> **TO BE DONE**
Reproduce every one of the records below verbatim, line for line, without altering any character.

> **MATERIAL PROVIDED**
+-------+

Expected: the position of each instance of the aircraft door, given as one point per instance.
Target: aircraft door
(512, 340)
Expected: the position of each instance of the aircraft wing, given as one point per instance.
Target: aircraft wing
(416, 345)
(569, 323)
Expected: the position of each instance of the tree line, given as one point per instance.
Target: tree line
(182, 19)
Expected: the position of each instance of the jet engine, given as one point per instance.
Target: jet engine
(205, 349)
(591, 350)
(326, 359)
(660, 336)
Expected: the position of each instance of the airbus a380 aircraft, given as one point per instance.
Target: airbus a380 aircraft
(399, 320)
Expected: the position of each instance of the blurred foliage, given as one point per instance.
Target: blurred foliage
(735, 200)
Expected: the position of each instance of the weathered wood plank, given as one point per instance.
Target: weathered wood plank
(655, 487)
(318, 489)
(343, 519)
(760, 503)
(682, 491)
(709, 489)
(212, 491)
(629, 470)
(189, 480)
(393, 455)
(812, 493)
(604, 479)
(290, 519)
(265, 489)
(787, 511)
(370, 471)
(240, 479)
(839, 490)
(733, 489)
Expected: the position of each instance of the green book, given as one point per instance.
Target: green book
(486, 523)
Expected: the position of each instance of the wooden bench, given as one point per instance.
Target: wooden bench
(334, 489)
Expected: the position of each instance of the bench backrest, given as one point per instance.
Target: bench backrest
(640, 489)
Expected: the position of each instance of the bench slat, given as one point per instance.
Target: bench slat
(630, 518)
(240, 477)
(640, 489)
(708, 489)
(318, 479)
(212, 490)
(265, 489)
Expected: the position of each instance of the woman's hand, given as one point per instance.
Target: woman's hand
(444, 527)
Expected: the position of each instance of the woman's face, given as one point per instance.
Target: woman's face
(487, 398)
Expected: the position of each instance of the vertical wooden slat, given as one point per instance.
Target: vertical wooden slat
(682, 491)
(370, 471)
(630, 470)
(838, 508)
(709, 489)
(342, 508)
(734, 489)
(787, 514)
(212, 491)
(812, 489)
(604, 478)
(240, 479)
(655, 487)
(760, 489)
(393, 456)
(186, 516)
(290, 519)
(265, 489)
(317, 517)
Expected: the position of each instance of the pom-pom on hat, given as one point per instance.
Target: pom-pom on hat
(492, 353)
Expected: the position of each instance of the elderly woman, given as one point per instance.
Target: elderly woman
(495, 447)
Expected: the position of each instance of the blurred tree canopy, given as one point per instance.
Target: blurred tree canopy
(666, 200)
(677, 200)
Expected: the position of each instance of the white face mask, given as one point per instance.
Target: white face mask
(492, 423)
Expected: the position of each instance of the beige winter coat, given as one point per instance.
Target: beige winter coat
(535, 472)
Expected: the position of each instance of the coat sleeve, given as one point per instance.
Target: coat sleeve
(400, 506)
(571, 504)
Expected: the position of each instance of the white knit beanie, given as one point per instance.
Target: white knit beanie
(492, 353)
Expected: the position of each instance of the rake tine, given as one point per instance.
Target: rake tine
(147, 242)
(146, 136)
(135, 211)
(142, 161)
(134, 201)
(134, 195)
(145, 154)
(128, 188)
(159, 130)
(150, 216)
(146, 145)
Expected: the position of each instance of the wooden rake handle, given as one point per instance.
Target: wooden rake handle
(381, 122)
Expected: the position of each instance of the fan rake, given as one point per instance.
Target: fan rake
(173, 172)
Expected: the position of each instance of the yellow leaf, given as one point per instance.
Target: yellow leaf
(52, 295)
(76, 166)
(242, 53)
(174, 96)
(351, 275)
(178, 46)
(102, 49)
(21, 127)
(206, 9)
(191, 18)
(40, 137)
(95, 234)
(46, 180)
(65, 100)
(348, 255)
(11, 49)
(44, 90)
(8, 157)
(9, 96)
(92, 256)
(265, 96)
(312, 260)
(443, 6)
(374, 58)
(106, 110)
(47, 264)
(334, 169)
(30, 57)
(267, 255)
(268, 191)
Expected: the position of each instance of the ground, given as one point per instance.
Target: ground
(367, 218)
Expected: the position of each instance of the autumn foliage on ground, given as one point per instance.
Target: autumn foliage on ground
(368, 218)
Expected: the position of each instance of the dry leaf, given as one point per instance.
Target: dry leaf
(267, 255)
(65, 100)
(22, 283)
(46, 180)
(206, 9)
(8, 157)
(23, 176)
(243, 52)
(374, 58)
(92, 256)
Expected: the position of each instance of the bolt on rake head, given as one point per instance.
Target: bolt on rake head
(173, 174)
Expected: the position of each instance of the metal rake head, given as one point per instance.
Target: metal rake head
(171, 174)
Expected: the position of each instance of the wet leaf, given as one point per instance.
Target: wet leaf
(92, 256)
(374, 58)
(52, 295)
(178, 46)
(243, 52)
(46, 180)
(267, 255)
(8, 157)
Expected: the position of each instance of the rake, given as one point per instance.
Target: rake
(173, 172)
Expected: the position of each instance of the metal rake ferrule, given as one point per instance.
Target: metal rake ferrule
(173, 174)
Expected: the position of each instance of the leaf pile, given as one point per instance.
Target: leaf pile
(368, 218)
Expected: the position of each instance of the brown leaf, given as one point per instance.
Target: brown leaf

+-------+

> **EXERCISE OUTPUT**
Expected: the position of each instance of the aircraft door, given as one point per instance.
Target: aircraft door
(512, 340)
Expected: the position of each instance of the aircraft wing, given as one point per instance.
Target: aircraft wing
(416, 345)
(569, 323)
Expected: the position of each instance of the tree line, given as one point per instance.
Target: tree line
(182, 19)
Expected: the position of each instance of the jet engine, given as one point per instance.
Target: jet engine
(205, 349)
(591, 350)
(326, 359)
(660, 336)
Expected: the position of each instance of the airbus a380 aircraft, given as one point per instance.
Target: airbus a380 aircraft
(399, 320)
Expected: the position of each instance of the blurred foliage, given as one point per instance.
Target: blurred foliage
(735, 200)
Expected: the position of each instance of the weathered wood plank, given as one point per instance.
Target: weathered wood plank
(655, 487)
(318, 489)
(343, 519)
(760, 503)
(682, 491)
(709, 489)
(212, 491)
(629, 470)
(189, 480)
(393, 455)
(812, 493)
(604, 479)
(290, 519)
(265, 489)
(787, 511)
(370, 471)
(240, 479)
(839, 490)
(733, 489)
Expected: the position of each instance of the green book, given as one point per instance.
Target: green book
(486, 523)
Expected: the position of each instance of the wooden bench, given as one point per instance.
Target: wooden bench
(334, 489)
Expected: the position of each instance of the bench backrest, given as one point per instance.
Target: bench backrest
(640, 489)
Expected: the position of each instance of the bench slat, given as one point per instance.
Target: bench slat
(630, 518)
(240, 477)
(640, 489)
(708, 489)
(318, 479)
(212, 490)
(265, 489)
Expected: the position of each instance of the woman's hand, given as one point per instance.
Target: woman's hand
(444, 527)
Expected: the position of each instance of the woman's face, given as one point per instance.
Target: woman's face
(487, 398)
Expected: the position of each instance of the vertical wooden slat, given as one point per instance.
Target: vertical wooden slat
(682, 491)
(370, 471)
(630, 470)
(838, 508)
(709, 489)
(342, 508)
(734, 489)
(787, 514)
(212, 491)
(812, 489)
(604, 478)
(240, 479)
(655, 487)
(760, 489)
(393, 456)
(186, 516)
(290, 519)
(265, 489)
(317, 517)
Expected: the position of each instance of the pom-pom on hat, given as one point per instance.
Target: pom-pom on hat
(492, 353)
Expected: the position of each instance of the elderly woman, given as one point per instance.
Target: elderly woman
(495, 447)
Expected: the position of each instance of the blurred tree canopy, given as one point per instance.
Target: blurred tree canopy
(666, 200)
(677, 200)
Expected: the position of each instance of the white face mask, given as one point per instance.
Target: white face mask
(492, 423)
Expected: the position of each instance of the beige winter coat, given as one point per instance.
Target: beige winter coat
(535, 472)
Expected: the position of each instance of the coat sleeve, given as one point per instance.
Target: coat sleeve
(400, 506)
(571, 504)
Expected: the position of each instance of the white knit beanie, given as one point per instance.
Target: white knit beanie
(492, 353)
Expected: the position of each instance of the rake tine, given as one point per instance.
Target: rake tine
(147, 242)
(146, 136)
(135, 211)
(142, 161)
(134, 201)
(134, 195)
(145, 154)
(128, 188)
(159, 130)
(150, 216)
(146, 145)
Expected: the position of each instance of the wooden rake handle, given as one point per instance.
Target: wooden rake handle
(381, 122)
Expected: the position of each instance of the fan rake, given as one point per instance.
Target: fan rake
(173, 172)
Expected: the position of each instance of the yellow leaf, given as one point per instance.
Target: yellow leaf
(52, 295)
(76, 166)
(242, 53)
(174, 96)
(351, 275)
(178, 46)
(102, 49)
(21, 127)
(206, 9)
(191, 18)
(40, 137)
(95, 234)
(46, 180)
(65, 100)
(348, 255)
(11, 49)
(44, 90)
(8, 157)
(9, 96)
(92, 256)
(265, 96)
(312, 260)
(443, 6)
(374, 58)
(106, 110)
(47, 264)
(334, 169)
(30, 57)
(267, 255)
(268, 191)
Expected: the position of each instance of the ground, given as one point per instance.
Target: ground
(367, 218)
Expected: the position of each instance of the autumn foliage on ground, given as one point per instance.
Target: autumn foliage on ground
(368, 218)
Expected: the position of each instance of the dry leaf, given as one point per instance.
Target: dry leaf
(267, 255)
(65, 100)
(22, 283)
(46, 180)
(206, 9)
(8, 157)
(23, 176)
(243, 52)
(374, 58)
(92, 256)
Expected: the position of each instance of the bolt on rake head, given as one point per instance.
Target: bolt on rake head
(173, 174)
Expected: the position of each instance of the metal rake head, given as one point per instance.
Target: metal rake head
(171, 174)
Expected: the position of each instance of the wet leaf, given as one point per instance.
Target: wet leaf
(92, 256)
(374, 58)
(52, 295)
(178, 46)
(243, 52)
(46, 180)
(267, 255)
(8, 157)
Expected: the position of each instance of the rake, given as one point per instance.
Target: rake
(173, 172)
Expected: the position of each instance of the metal rake ferrule, given as one point per instance.
Target: metal rake ferrule
(173, 174)
Expected: the position of each instance of the leaf pile, given as one point per instance.
Target: leaf pile
(368, 218)
Expected: the position of each instance of the brown leaf, given as one point per instance.
Target: brown leaf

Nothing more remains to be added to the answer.